### Text section:
Monday, July 25, 2011

Information Overload

By John Maroon

Let me start out by saying that I love social media and the 24 hour news cycle... it is a great part of what I do for a living and provides so many opportunities to tell your story, but...

Sometimes it is downright exhausting and information overload kicks in. This has been the case recently in the world of sports. One of the game’s greats, Derek Jeter, was marching towards his 3,000th career hit, an exclusive club with only 28 members in all of baseball history.

As he approached the elusive mark, Jeter injured his calf running out a groundball. What seemed like three minutes after he left the game, people were offering their opinions on the extent of the injury, how long he would be out, the impact to the Yankees and more. Obviously there is no need to know any of this... the Yankees and Jeter didn’t know anything at this point, but in the world we live in everyone had to get out in front of this story and offer an opinion... no matter how ludicrous it was. Turns out he had a strained calf, missed a little time, came back and went 5-for-5 and his 3,000th career hit was a home run. Looking back, all of that wild speculation seems a little silly now.

### Material supplied:
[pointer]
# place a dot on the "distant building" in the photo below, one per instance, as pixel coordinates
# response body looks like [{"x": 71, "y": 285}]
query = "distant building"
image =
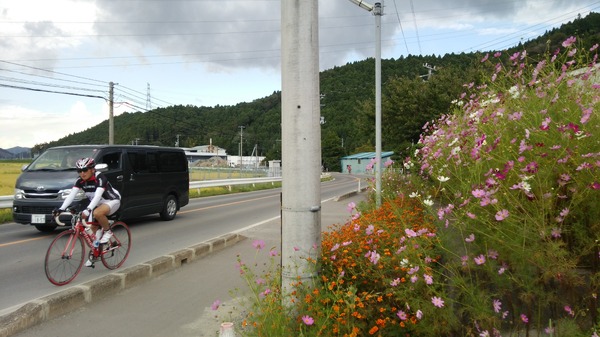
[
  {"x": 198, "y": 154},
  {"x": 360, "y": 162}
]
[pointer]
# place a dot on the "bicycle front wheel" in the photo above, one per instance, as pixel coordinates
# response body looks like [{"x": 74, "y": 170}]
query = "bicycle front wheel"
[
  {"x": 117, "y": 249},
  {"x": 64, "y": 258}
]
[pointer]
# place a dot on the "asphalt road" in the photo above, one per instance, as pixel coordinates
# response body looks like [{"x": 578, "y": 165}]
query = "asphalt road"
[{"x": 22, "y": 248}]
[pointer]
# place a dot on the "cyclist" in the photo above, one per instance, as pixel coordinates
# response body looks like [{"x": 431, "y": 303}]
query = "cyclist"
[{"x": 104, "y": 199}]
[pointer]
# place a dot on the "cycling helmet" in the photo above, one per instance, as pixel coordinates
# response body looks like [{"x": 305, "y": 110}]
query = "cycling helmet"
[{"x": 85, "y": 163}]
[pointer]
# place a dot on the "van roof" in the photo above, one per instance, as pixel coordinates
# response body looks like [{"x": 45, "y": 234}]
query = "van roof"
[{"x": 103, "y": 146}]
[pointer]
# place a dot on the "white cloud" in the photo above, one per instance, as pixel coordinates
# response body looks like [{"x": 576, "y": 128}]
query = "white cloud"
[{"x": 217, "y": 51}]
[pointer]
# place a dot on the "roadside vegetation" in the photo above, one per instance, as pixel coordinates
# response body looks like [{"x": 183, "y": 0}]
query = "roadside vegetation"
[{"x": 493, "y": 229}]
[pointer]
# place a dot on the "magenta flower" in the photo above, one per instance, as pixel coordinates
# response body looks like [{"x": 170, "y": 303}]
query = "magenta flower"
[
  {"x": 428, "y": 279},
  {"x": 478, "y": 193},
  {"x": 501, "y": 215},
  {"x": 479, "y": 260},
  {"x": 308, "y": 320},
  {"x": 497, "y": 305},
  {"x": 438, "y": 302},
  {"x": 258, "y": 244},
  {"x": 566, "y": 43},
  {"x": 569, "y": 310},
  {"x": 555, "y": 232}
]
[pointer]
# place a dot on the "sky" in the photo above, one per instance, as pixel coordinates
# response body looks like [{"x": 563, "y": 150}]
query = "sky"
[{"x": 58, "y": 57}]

==

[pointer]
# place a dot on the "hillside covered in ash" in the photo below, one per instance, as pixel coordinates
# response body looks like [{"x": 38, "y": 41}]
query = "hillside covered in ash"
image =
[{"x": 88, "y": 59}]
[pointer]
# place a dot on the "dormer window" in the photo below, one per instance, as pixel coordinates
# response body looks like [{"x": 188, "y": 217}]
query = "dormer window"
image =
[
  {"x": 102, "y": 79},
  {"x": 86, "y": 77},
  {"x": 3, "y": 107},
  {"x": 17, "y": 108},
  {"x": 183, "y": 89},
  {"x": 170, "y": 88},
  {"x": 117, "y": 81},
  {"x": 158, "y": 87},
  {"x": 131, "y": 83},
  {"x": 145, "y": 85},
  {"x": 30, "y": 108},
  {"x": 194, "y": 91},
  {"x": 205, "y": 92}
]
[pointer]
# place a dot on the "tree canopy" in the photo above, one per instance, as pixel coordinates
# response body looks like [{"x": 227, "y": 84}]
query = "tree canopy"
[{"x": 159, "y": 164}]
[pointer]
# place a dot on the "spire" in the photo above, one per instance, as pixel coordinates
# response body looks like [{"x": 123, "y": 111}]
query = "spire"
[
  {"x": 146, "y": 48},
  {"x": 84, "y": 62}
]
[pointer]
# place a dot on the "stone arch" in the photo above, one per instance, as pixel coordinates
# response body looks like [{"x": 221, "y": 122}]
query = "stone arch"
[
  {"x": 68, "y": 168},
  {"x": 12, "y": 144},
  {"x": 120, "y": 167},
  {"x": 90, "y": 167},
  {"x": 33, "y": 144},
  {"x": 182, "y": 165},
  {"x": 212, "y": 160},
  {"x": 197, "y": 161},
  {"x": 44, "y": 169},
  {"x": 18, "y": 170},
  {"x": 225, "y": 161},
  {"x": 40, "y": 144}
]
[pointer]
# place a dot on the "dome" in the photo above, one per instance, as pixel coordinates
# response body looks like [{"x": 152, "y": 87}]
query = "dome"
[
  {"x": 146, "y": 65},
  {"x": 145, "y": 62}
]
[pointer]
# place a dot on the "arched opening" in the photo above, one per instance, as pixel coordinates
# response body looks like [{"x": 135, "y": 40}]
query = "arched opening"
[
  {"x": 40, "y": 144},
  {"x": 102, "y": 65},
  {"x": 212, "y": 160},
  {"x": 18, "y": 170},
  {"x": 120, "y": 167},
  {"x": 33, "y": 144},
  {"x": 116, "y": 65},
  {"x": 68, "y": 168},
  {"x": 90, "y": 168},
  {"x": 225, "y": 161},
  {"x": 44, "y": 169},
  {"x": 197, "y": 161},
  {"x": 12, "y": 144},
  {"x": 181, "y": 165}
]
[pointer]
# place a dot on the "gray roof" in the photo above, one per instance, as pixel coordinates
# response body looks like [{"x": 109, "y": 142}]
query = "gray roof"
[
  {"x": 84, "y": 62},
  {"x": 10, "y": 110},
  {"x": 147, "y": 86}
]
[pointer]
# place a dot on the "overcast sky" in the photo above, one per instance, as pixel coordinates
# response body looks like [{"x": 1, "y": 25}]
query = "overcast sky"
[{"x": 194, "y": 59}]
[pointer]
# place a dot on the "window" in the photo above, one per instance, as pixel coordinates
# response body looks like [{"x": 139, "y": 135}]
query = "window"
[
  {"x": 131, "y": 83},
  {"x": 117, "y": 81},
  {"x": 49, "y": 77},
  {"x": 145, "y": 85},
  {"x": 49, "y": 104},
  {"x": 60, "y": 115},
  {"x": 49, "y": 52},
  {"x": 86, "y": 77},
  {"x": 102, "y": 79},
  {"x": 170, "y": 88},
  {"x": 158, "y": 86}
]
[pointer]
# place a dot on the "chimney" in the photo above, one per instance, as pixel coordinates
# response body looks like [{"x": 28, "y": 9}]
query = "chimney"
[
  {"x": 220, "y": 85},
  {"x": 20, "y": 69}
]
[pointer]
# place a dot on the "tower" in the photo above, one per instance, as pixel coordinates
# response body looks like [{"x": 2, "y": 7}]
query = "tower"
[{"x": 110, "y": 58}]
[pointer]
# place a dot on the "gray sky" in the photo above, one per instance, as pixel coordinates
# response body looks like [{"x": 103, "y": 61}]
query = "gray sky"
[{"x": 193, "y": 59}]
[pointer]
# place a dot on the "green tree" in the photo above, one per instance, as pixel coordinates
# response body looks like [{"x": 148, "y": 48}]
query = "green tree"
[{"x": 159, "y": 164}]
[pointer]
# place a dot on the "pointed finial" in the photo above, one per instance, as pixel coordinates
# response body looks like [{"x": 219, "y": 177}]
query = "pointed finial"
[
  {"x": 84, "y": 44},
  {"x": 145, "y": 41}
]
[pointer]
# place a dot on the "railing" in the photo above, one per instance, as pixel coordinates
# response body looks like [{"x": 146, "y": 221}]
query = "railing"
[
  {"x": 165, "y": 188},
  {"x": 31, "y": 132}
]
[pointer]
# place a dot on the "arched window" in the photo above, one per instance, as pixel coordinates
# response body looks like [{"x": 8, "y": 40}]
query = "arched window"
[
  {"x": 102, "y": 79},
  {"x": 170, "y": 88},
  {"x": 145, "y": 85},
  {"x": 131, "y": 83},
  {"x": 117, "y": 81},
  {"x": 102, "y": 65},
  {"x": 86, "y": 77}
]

* * *

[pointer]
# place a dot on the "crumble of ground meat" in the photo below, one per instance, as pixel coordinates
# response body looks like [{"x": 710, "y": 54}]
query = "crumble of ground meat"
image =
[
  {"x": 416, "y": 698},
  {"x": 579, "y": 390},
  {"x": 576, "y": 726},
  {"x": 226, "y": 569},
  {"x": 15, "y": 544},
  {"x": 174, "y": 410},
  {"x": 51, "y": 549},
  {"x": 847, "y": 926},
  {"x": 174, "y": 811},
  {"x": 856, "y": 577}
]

### Task to complete:
Copy word for word the part of the post on information overload that begins at the words "Monday, July 25, 2011" and stops after "of baseball history.".

### Result:
Monday, July 25, 2011

Information Overload

By John Maroon

Let me start out by saying that I love social media and the 24 hour news cycle... it is a great part of what I do for a living and provides so many opportunities to tell your story, but...

Sometimes it is downright exhausting and information overload kicks in. This has been the case recently in the world of sports. One of the game’s greats, Derek Jeter, was marching towards his 3,000th career hit, an exclusive club with only 28 members in all of baseball history.